Gov. Tom Wolf’s much-anticipated announcement about the start of the COVID-19 reopening process for Pennsylvania came Friday. In it was a list of 24 rural counties in the north central and northwestern parts of the state that will move from the red phase–which translates to a shutdown–to the yellow phase of the reopening process on May 8.
During the yellow phase of the reopening process some restrictions on work and social interaction are easeed while other components of the stay-at-home order–such as closures of schools, gyms and hair salons as well as limitations around large gatherings–remain in place.
According to Wolf’s three-phase Plan for Pennsylvania, the “purpose of this phase is to begin to power back up the economy while keeping a close eye on the public health data to ensure the spread of disease remains contained to the greatest extent possible.”
The counties that will begin to do that first are Bradford, Cameron, Centre, Clarion, Clearfield, Clinton, Crawford, Elk, Erie, Forest, Jefferson, Lawrence, Lycoming, McKean, Mercer, Montour, Northumberland, Potter, Snyder, Sullivan, Tioga, Union, Venango and Warren.
“These counties were deemed ready to move to a reopening–or yellow phase–because of low per-capita case counts, the ability to conduct contact tracing and testing, and appropriate population density to contain community spread,” Wolf said in a news release.
He announced that on Monday, May 4, his administration will release guidance for businesses that are permitted to reopen in the 24 counties.
“The guidance is being developed through collaboration with the affected counties, Team PA, the Department of Health, the Pennsylvania Emergency Management Agency, the Department of Community and Economic Development and the Department of Labor & Industry, among others,” the news release said. “Guidance will build on existing safety and building safety orders released in April.”

[YOUR TASK]
In the Pennsylvania reopening article, on what date will the 24 counties move from the red phase to the yellow phase?

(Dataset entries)
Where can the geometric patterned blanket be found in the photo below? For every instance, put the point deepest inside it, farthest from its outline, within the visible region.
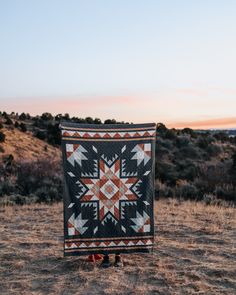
(108, 187)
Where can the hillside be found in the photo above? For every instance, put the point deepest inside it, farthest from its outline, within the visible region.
(24, 146)
(194, 254)
(188, 165)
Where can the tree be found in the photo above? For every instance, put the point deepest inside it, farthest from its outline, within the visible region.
(2, 136)
(46, 116)
(22, 116)
(23, 127)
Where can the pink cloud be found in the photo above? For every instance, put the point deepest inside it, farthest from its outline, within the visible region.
(204, 124)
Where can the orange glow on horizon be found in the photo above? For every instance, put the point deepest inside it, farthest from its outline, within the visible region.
(206, 124)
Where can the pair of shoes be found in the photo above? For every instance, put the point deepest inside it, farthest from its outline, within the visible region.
(106, 262)
(94, 257)
(118, 261)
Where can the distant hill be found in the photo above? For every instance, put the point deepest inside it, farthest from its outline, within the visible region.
(199, 165)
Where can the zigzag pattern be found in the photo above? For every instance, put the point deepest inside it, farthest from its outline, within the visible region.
(126, 134)
(106, 244)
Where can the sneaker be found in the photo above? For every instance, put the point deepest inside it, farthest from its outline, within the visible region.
(97, 256)
(91, 258)
(118, 261)
(105, 262)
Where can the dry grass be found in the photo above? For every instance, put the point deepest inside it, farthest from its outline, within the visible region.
(22, 145)
(194, 254)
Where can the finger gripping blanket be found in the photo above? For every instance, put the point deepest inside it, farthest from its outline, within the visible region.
(108, 187)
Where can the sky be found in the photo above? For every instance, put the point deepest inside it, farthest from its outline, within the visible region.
(170, 61)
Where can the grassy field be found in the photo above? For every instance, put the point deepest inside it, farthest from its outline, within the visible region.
(194, 254)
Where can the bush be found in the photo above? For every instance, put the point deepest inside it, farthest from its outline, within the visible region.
(8, 121)
(40, 134)
(2, 136)
(23, 127)
(186, 190)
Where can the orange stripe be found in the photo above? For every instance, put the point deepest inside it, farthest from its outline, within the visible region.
(111, 239)
(110, 130)
(105, 248)
(102, 139)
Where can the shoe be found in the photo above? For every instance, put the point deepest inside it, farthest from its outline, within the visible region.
(97, 256)
(118, 261)
(91, 258)
(105, 262)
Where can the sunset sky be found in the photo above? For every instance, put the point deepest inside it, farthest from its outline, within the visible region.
(134, 60)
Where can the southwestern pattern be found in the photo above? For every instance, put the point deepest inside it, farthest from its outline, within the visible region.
(109, 187)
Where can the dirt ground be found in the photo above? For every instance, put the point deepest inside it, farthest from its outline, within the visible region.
(195, 253)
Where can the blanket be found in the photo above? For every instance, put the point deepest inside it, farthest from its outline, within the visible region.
(108, 187)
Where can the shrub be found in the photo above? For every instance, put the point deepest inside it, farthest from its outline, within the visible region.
(186, 190)
(8, 121)
(22, 116)
(46, 116)
(23, 127)
(2, 136)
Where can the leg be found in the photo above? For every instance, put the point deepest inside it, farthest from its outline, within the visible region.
(118, 260)
(106, 261)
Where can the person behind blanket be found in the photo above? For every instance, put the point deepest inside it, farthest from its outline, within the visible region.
(107, 263)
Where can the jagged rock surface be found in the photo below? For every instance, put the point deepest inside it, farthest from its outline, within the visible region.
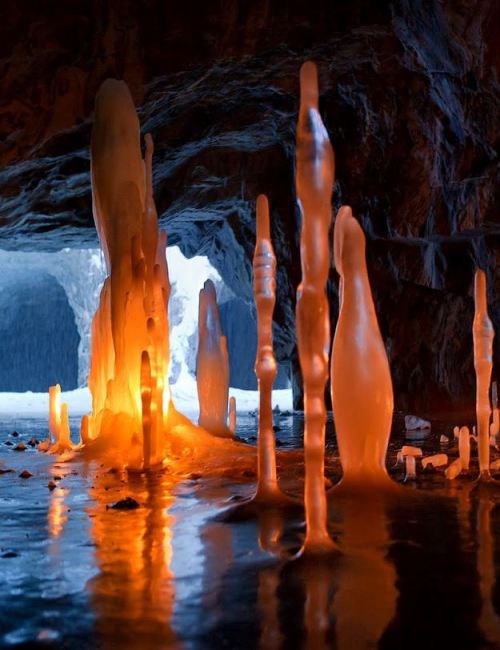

[SOLUTION]
May 8